Top of Available records

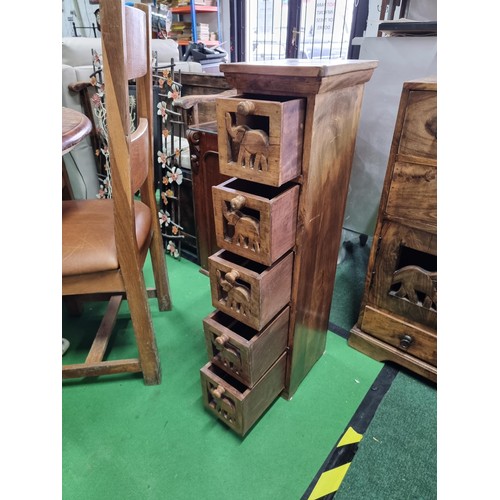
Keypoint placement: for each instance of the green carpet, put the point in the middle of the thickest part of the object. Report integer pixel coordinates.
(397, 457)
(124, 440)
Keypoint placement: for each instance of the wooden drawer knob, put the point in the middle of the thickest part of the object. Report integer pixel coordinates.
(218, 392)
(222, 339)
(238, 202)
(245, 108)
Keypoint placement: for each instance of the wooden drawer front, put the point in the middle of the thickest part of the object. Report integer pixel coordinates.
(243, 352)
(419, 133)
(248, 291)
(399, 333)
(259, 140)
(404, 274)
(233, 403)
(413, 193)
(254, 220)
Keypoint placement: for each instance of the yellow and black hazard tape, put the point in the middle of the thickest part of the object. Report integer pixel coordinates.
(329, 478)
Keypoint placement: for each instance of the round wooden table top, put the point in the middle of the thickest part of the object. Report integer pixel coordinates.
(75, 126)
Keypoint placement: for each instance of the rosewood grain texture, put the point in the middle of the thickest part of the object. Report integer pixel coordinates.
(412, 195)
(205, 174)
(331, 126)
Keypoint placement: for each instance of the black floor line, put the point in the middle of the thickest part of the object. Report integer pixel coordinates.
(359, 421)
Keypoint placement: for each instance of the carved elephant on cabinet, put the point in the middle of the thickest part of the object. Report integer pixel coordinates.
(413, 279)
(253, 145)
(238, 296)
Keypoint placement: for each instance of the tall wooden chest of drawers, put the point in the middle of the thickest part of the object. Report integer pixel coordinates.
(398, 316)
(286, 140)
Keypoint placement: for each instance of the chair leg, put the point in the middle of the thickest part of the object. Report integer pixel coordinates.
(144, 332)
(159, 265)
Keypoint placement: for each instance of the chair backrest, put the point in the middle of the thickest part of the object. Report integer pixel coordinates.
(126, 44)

Bottom of Available records

What needs to be done.
Only an exact copy of the records counts as an answer. Leave out the images.

Result of the exercise.
Keypoint placement: for each instance of the green carpet, put the point in the middle of the thickest part of the object. Report integer pixel coordinates.
(397, 457)
(124, 440)
Keypoint placement: for each instance of the wooden drawer knob, put the point in the middle of the thickest part of the object. Report integer pixel coordinates.
(218, 392)
(222, 339)
(238, 202)
(245, 108)
Keypoint placement: for each instance of the wooden drawer front, put the point in the middle of the thickest part of the object. Report integer pixel coordinates.
(243, 352)
(419, 133)
(248, 291)
(399, 333)
(259, 140)
(404, 274)
(233, 403)
(413, 193)
(254, 220)
Keypoint placement: for each instance of the yellow and black hazard tape, put the point in the middle of the thickest part of the object. Report integer pixel coordinates.
(329, 478)
Keypoint placement: for each instance of the round wooden table top, put the point in the middle of the thickest part of the object. Report integer pixel coordinates.
(75, 126)
Keypoint placement: for each instance of the rosewood grain texture, put the point in the middle of the thickest part of the object. Report integer pixel coordinates.
(412, 195)
(205, 174)
(331, 126)
Keypoint placement: for each instance of the black floor line, put the point in the middle of the thickest part of the object. Report integer pixel coordinates.
(359, 421)
Keypoint placement: for each instance of the carved elephant on cabinet, put the point in the middle of the thickest part of the object. Report integer pixel coordinates.
(413, 279)
(253, 145)
(238, 296)
Keypoint placement: for each instance of the tall wooden chest of drawers, put the point in the middle of the thickest part of the object. Report integer pixel coordinates.
(398, 316)
(286, 140)
Keypoint placement: for each instance of the chair leg, put the point in the middle of the thickest part of the object. Report integer pixel coordinates.
(144, 332)
(159, 265)
Keypoint placement: for each instance of the chair backrest, put the point in the middle of the thickest part of the object. Report integer pixel coordinates.
(126, 44)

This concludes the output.